* Task to carry out *
Set down exactly the lines below, starting at the one that contains "Please review the image above and annotate the man's short" and ending at the one that contains "Please review the image above and annotate the black", with both of those lines included and nothing else.

* Exercise inputs *
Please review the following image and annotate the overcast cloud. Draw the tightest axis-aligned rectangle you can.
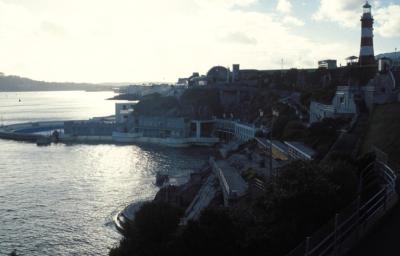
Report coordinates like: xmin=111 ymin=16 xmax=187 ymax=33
xmin=0 ymin=0 xmax=398 ymax=83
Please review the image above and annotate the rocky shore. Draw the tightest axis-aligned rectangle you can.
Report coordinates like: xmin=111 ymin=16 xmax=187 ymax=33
xmin=154 ymin=164 xmax=222 ymax=210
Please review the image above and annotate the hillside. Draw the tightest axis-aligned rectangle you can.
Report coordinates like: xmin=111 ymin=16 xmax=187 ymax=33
xmin=362 ymin=103 xmax=400 ymax=166
xmin=0 ymin=74 xmax=116 ymax=92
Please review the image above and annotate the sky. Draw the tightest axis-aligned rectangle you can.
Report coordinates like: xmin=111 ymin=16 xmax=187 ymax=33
xmin=0 ymin=0 xmax=399 ymax=83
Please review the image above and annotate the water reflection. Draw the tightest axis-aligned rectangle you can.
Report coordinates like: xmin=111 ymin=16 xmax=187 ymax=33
xmin=0 ymin=91 xmax=210 ymax=255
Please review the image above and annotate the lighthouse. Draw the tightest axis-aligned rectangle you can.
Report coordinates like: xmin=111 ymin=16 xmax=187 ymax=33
xmin=359 ymin=1 xmax=375 ymax=66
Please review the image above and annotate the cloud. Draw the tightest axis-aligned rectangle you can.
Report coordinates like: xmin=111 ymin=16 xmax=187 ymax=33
xmin=282 ymin=16 xmax=305 ymax=26
xmin=193 ymin=0 xmax=257 ymax=10
xmin=276 ymin=0 xmax=292 ymax=14
xmin=313 ymin=0 xmax=400 ymax=38
xmin=375 ymin=4 xmax=400 ymax=37
xmin=0 ymin=0 xmax=355 ymax=82
xmin=312 ymin=0 xmax=400 ymax=36
xmin=220 ymin=32 xmax=258 ymax=45
xmin=40 ymin=21 xmax=67 ymax=37
xmin=275 ymin=0 xmax=304 ymax=27
xmin=313 ymin=0 xmax=365 ymax=27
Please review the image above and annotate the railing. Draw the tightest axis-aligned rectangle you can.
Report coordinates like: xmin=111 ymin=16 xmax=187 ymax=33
xmin=214 ymin=119 xmax=260 ymax=142
xmin=287 ymin=160 xmax=398 ymax=256
xmin=209 ymin=158 xmax=231 ymax=206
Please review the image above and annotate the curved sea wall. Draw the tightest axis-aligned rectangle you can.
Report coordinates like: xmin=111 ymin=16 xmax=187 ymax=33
xmin=0 ymin=121 xmax=65 ymax=142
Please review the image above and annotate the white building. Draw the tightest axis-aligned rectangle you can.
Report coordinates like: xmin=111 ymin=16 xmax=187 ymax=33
xmin=309 ymin=102 xmax=336 ymax=124
xmin=318 ymin=60 xmax=337 ymax=69
xmin=309 ymin=86 xmax=357 ymax=124
xmin=115 ymin=103 xmax=135 ymax=124
xmin=333 ymin=86 xmax=358 ymax=114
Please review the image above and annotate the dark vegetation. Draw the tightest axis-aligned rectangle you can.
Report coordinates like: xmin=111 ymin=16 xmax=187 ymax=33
xmin=133 ymin=89 xmax=223 ymax=118
xmin=228 ymin=89 xmax=278 ymax=123
xmin=109 ymin=202 xmax=183 ymax=256
xmin=303 ymin=117 xmax=350 ymax=156
xmin=271 ymin=104 xmax=302 ymax=139
xmin=180 ymin=88 xmax=223 ymax=119
xmin=134 ymin=93 xmax=180 ymax=116
xmin=272 ymin=103 xmax=349 ymax=158
xmin=134 ymin=87 xmax=278 ymax=123
xmin=362 ymin=103 xmax=400 ymax=167
xmin=300 ymin=84 xmax=337 ymax=106
xmin=110 ymin=157 xmax=364 ymax=256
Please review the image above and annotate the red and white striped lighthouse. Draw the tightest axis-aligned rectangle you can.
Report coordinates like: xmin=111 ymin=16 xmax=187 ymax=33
xmin=359 ymin=1 xmax=375 ymax=66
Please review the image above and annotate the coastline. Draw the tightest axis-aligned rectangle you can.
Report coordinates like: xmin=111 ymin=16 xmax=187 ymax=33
xmin=114 ymin=162 xmax=221 ymax=234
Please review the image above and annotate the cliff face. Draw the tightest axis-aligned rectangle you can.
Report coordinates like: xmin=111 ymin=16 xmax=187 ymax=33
xmin=133 ymin=88 xmax=224 ymax=119
xmin=134 ymin=94 xmax=181 ymax=117
xmin=134 ymin=86 xmax=278 ymax=123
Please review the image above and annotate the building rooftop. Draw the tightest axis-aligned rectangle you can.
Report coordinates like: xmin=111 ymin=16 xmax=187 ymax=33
xmin=256 ymin=138 xmax=289 ymax=154
xmin=285 ymin=141 xmax=316 ymax=158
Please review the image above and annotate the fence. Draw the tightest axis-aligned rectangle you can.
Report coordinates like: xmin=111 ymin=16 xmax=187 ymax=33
xmin=287 ymin=160 xmax=398 ymax=256
xmin=210 ymin=158 xmax=232 ymax=206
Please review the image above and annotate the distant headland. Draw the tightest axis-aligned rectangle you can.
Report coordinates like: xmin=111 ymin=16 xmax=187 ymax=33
xmin=0 ymin=73 xmax=120 ymax=92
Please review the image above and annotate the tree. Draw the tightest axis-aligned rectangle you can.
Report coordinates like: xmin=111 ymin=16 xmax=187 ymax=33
xmin=111 ymin=160 xmax=359 ymax=256
xmin=171 ymin=208 xmax=242 ymax=256
xmin=282 ymin=121 xmax=307 ymax=140
xmin=256 ymin=160 xmax=357 ymax=255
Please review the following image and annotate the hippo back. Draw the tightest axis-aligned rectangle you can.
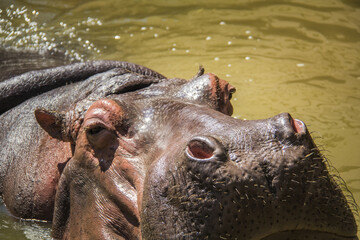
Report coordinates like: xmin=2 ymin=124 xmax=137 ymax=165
xmin=0 ymin=52 xmax=165 ymax=115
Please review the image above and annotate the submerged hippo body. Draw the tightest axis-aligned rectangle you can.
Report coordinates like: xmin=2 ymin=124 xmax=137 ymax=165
xmin=0 ymin=56 xmax=358 ymax=239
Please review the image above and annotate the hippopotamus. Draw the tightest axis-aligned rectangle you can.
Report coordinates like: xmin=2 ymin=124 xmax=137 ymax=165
xmin=0 ymin=53 xmax=358 ymax=239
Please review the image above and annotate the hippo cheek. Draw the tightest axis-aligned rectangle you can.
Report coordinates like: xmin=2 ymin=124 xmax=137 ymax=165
xmin=164 ymin=138 xmax=259 ymax=239
xmin=141 ymin=136 xmax=237 ymax=239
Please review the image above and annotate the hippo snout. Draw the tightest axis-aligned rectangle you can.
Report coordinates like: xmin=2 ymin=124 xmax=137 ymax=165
xmin=142 ymin=108 xmax=357 ymax=240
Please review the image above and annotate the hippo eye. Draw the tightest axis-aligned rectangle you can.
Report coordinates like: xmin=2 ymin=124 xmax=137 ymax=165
xmin=228 ymin=88 xmax=236 ymax=100
xmin=187 ymin=140 xmax=214 ymax=159
xmin=186 ymin=136 xmax=227 ymax=162
xmin=86 ymin=124 xmax=117 ymax=148
xmin=87 ymin=126 xmax=105 ymax=135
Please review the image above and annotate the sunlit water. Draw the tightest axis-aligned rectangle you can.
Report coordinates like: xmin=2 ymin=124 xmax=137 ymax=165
xmin=0 ymin=0 xmax=359 ymax=239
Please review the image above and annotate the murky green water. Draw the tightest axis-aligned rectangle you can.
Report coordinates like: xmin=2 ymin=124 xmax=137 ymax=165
xmin=1 ymin=0 xmax=359 ymax=239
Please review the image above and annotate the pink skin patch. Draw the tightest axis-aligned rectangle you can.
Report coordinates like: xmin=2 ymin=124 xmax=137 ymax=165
xmin=291 ymin=118 xmax=306 ymax=134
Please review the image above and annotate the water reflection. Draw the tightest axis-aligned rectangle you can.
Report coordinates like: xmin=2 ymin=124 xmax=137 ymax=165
xmin=0 ymin=4 xmax=102 ymax=61
xmin=0 ymin=202 xmax=51 ymax=240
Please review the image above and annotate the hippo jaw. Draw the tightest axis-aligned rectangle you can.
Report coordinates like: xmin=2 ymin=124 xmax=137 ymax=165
xmin=140 ymin=106 xmax=358 ymax=240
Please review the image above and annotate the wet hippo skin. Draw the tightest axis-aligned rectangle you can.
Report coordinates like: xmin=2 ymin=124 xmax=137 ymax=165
xmin=0 ymin=58 xmax=358 ymax=239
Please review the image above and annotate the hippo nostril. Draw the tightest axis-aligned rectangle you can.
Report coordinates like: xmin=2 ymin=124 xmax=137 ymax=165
xmin=291 ymin=118 xmax=306 ymax=134
xmin=274 ymin=113 xmax=308 ymax=138
xmin=185 ymin=136 xmax=226 ymax=161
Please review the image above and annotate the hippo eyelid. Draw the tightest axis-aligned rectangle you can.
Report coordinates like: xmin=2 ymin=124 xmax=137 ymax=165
xmin=85 ymin=121 xmax=110 ymax=136
xmin=86 ymin=125 xmax=105 ymax=135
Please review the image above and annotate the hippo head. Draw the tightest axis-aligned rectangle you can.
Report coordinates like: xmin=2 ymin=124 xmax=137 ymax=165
xmin=35 ymin=70 xmax=357 ymax=239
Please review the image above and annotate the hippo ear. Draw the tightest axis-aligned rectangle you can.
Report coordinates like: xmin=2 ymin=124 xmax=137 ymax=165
xmin=177 ymin=72 xmax=236 ymax=115
xmin=35 ymin=109 xmax=71 ymax=142
xmin=190 ymin=65 xmax=205 ymax=80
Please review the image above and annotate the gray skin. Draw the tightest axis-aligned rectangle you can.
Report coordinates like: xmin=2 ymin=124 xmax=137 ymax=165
xmin=0 ymin=52 xmax=358 ymax=239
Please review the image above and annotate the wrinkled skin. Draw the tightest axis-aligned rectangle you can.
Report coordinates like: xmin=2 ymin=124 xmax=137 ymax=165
xmin=0 ymin=51 xmax=358 ymax=239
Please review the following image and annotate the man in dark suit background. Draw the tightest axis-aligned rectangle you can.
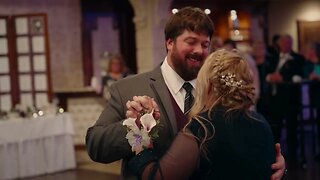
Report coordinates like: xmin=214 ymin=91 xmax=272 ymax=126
xmin=265 ymin=34 xmax=305 ymax=161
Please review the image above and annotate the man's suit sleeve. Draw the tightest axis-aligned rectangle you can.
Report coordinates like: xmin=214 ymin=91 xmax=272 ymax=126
xmin=85 ymin=83 xmax=133 ymax=163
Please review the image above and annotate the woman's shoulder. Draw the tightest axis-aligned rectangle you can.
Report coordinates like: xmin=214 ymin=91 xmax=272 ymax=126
xmin=247 ymin=111 xmax=271 ymax=128
xmin=188 ymin=110 xmax=224 ymax=134
xmin=213 ymin=110 xmax=272 ymax=135
xmin=188 ymin=110 xmax=271 ymax=134
xmin=244 ymin=111 xmax=275 ymax=144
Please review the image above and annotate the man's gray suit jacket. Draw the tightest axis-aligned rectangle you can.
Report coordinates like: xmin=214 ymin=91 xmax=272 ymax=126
xmin=86 ymin=66 xmax=179 ymax=179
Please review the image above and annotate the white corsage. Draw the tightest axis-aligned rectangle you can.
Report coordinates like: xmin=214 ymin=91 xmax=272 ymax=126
xmin=123 ymin=109 xmax=161 ymax=154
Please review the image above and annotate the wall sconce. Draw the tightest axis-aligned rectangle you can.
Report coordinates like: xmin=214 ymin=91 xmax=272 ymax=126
xmin=228 ymin=10 xmax=249 ymax=41
xmin=171 ymin=8 xmax=211 ymax=15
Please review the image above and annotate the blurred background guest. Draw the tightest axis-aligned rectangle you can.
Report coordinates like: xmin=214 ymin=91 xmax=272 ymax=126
xmin=252 ymin=41 xmax=272 ymax=118
xmin=210 ymin=36 xmax=223 ymax=52
xmin=267 ymin=34 xmax=281 ymax=58
xmin=304 ymin=42 xmax=320 ymax=81
xmin=101 ymin=53 xmax=132 ymax=100
xmin=265 ymin=34 xmax=305 ymax=161
xmin=304 ymin=42 xmax=320 ymax=161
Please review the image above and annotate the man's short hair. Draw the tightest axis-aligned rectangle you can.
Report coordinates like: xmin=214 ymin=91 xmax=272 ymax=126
xmin=164 ymin=6 xmax=214 ymax=41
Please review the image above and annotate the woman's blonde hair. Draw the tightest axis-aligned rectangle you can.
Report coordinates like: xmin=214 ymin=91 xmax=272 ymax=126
xmin=186 ymin=49 xmax=255 ymax=156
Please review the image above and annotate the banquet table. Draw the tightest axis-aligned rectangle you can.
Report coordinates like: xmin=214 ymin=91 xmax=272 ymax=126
xmin=0 ymin=113 xmax=76 ymax=179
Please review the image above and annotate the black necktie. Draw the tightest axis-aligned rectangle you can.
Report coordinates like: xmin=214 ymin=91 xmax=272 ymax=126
xmin=182 ymin=82 xmax=194 ymax=114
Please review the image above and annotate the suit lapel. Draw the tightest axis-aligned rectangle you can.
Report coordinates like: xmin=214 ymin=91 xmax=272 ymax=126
xmin=149 ymin=67 xmax=178 ymax=134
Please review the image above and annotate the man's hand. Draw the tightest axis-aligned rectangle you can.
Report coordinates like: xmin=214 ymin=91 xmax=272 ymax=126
xmin=126 ymin=96 xmax=160 ymax=120
xmin=269 ymin=72 xmax=283 ymax=83
xmin=271 ymin=143 xmax=286 ymax=180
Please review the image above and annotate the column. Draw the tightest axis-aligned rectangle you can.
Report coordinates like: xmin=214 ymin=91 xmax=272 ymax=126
xmin=129 ymin=0 xmax=171 ymax=73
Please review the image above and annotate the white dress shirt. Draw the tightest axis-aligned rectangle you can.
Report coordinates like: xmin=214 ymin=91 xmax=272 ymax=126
xmin=276 ymin=53 xmax=292 ymax=71
xmin=161 ymin=57 xmax=196 ymax=111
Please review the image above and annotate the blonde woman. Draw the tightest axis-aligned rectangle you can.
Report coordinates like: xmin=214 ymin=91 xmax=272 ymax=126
xmin=128 ymin=49 xmax=276 ymax=179
xmin=101 ymin=53 xmax=132 ymax=100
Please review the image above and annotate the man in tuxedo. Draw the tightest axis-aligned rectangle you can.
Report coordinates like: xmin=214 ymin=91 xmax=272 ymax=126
xmin=86 ymin=7 xmax=286 ymax=180
xmin=265 ymin=34 xmax=305 ymax=161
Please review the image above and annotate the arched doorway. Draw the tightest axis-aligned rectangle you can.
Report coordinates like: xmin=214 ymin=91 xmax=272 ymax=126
xmin=81 ymin=0 xmax=136 ymax=86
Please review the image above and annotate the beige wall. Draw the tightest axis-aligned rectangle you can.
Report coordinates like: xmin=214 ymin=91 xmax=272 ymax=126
xmin=0 ymin=0 xmax=83 ymax=91
xmin=268 ymin=0 xmax=320 ymax=51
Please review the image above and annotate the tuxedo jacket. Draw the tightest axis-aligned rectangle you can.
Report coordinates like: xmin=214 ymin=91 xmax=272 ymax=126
xmin=267 ymin=51 xmax=304 ymax=82
xmin=86 ymin=66 xmax=179 ymax=179
xmin=265 ymin=51 xmax=305 ymax=109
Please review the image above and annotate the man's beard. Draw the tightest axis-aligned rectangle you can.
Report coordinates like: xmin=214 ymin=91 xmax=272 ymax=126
xmin=171 ymin=47 xmax=203 ymax=81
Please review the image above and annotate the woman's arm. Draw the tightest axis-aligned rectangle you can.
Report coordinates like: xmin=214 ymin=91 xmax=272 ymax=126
xmin=129 ymin=130 xmax=200 ymax=180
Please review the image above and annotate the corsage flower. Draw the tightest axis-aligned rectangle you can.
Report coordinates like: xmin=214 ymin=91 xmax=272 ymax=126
xmin=123 ymin=109 xmax=161 ymax=154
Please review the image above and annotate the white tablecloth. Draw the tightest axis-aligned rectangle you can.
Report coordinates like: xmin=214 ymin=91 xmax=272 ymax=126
xmin=0 ymin=113 xmax=76 ymax=179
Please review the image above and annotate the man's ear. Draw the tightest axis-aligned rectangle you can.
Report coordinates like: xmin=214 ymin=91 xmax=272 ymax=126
xmin=166 ymin=39 xmax=174 ymax=51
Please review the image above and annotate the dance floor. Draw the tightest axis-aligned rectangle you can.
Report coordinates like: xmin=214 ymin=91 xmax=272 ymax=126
xmin=24 ymin=125 xmax=320 ymax=180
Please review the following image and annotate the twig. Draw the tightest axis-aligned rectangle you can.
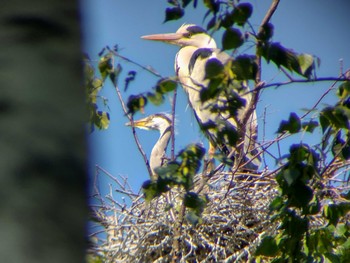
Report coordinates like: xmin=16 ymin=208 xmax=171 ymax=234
xmin=112 ymin=72 xmax=153 ymax=177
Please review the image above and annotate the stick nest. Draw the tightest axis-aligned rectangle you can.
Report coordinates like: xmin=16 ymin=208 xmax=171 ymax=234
xmin=88 ymin=163 xmax=349 ymax=262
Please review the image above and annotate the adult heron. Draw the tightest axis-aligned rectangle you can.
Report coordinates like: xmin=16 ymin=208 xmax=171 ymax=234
xmin=142 ymin=24 xmax=261 ymax=170
xmin=126 ymin=113 xmax=172 ymax=179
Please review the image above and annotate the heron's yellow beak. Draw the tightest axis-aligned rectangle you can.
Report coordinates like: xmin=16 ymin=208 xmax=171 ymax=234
xmin=141 ymin=33 xmax=183 ymax=44
xmin=125 ymin=119 xmax=148 ymax=129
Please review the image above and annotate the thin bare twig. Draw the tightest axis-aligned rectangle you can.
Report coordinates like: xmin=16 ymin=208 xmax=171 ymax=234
xmin=111 ymin=61 xmax=153 ymax=177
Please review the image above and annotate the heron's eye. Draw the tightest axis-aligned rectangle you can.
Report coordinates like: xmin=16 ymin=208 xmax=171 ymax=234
xmin=184 ymin=32 xmax=192 ymax=38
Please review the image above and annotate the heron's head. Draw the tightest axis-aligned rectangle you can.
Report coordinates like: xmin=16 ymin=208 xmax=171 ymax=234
xmin=142 ymin=24 xmax=217 ymax=49
xmin=125 ymin=113 xmax=172 ymax=134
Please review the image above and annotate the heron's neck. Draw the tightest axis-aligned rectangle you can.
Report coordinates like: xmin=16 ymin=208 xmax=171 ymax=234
xmin=150 ymin=126 xmax=171 ymax=174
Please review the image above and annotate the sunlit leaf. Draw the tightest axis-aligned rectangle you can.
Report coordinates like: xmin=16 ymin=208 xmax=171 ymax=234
xmin=147 ymin=91 xmax=164 ymax=105
xmin=337 ymin=81 xmax=350 ymax=100
xmin=222 ymin=27 xmax=243 ymax=50
xmin=164 ymin=7 xmax=184 ymax=22
xmin=156 ymin=78 xmax=177 ymax=93
xmin=298 ymin=53 xmax=315 ymax=78
xmin=94 ymin=110 xmax=110 ymax=130
xmin=98 ymin=53 xmax=113 ymax=80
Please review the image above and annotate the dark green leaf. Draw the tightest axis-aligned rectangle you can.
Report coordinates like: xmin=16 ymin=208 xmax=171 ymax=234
xmin=302 ymin=120 xmax=318 ymax=133
xmin=126 ymin=94 xmax=147 ymax=114
xmin=203 ymin=0 xmax=219 ymax=14
xmin=231 ymin=55 xmax=258 ymax=80
xmin=282 ymin=168 xmax=300 ymax=186
xmin=321 ymin=106 xmax=350 ymax=130
xmin=124 ymin=70 xmax=137 ymax=91
xmin=320 ymin=110 xmax=331 ymax=133
xmin=181 ymin=0 xmax=191 ymax=8
xmin=142 ymin=180 xmax=159 ymax=202
xmin=222 ymin=27 xmax=243 ymax=50
xmin=164 ymin=7 xmax=184 ymax=22
xmin=232 ymin=3 xmax=253 ymax=26
xmin=277 ymin=112 xmax=301 ymax=134
xmin=255 ymin=236 xmax=279 ymax=257
xmin=257 ymin=23 xmax=274 ymax=42
xmin=220 ymin=11 xmax=234 ymax=28
xmin=109 ymin=63 xmax=122 ymax=86
xmin=205 ymin=58 xmax=224 ymax=79
xmin=324 ymin=203 xmax=350 ymax=226
xmin=184 ymin=192 xmax=200 ymax=208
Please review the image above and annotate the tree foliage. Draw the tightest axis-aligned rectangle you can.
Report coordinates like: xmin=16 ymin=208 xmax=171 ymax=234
xmin=87 ymin=1 xmax=350 ymax=262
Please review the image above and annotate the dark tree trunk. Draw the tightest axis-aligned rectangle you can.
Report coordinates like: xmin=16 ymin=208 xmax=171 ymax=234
xmin=0 ymin=1 xmax=87 ymax=262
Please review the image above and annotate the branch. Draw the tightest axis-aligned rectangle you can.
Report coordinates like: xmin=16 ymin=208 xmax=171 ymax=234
xmin=112 ymin=67 xmax=153 ymax=177
xmin=263 ymin=76 xmax=348 ymax=89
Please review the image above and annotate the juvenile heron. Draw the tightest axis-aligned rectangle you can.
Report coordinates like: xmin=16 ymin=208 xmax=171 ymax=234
xmin=126 ymin=113 xmax=172 ymax=178
xmin=142 ymin=24 xmax=261 ymax=170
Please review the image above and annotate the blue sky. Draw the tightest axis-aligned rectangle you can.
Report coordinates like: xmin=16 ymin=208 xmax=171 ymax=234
xmin=82 ymin=0 xmax=350 ymax=196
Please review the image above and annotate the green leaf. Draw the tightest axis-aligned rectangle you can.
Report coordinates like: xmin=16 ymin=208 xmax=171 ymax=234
xmin=270 ymin=196 xmax=284 ymax=211
xmin=181 ymin=0 xmax=192 ymax=8
xmin=186 ymin=210 xmax=202 ymax=226
xmin=109 ymin=63 xmax=122 ymax=86
xmin=277 ymin=112 xmax=301 ymax=134
xmin=320 ymin=110 xmax=331 ymax=133
xmin=126 ymin=94 xmax=147 ymax=114
xmin=231 ymin=55 xmax=258 ymax=80
xmin=203 ymin=0 xmax=219 ymax=14
xmin=257 ymin=23 xmax=274 ymax=42
xmin=302 ymin=120 xmax=318 ymax=133
xmin=321 ymin=106 xmax=350 ymax=130
xmin=164 ymin=7 xmax=184 ymax=22
xmin=184 ymin=192 xmax=200 ymax=208
xmin=298 ymin=53 xmax=315 ymax=78
xmin=205 ymin=58 xmax=224 ymax=79
xmin=147 ymin=91 xmax=164 ymax=105
xmin=124 ymin=70 xmax=136 ymax=91
xmin=282 ymin=168 xmax=300 ymax=186
xmin=255 ymin=236 xmax=279 ymax=257
xmin=222 ymin=27 xmax=243 ymax=50
xmin=142 ymin=180 xmax=160 ymax=202
xmin=98 ymin=53 xmax=113 ymax=80
xmin=337 ymin=81 xmax=350 ymax=100
xmin=156 ymin=78 xmax=177 ymax=93
xmin=232 ymin=3 xmax=253 ymax=26
xmin=323 ymin=203 xmax=350 ymax=226
xmin=263 ymin=42 xmax=299 ymax=73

* Output of the task *
Please review the image above and annotate the man's short hair. Draw the tightest axis-aligned rectangle you can.
Report coordinates like: xmin=214 ymin=91 xmax=272 ymax=126
xmin=164 ymin=6 xmax=214 ymax=41
Please review the image above and annotate the woman's blonde hair. Draw the tightest axis-aligned rectangle you can.
Report coordinates like: xmin=214 ymin=91 xmax=272 ymax=126
xmin=186 ymin=49 xmax=255 ymax=156
Please review the image above and annotate the banquet table. Draw the tightest axis-aligned rectangle you can.
Report coordinates like: xmin=214 ymin=91 xmax=272 ymax=126
xmin=0 ymin=113 xmax=76 ymax=179
Please review the image above and annotate the black necktie. Draw the tightest axis-aligned rectangle you can.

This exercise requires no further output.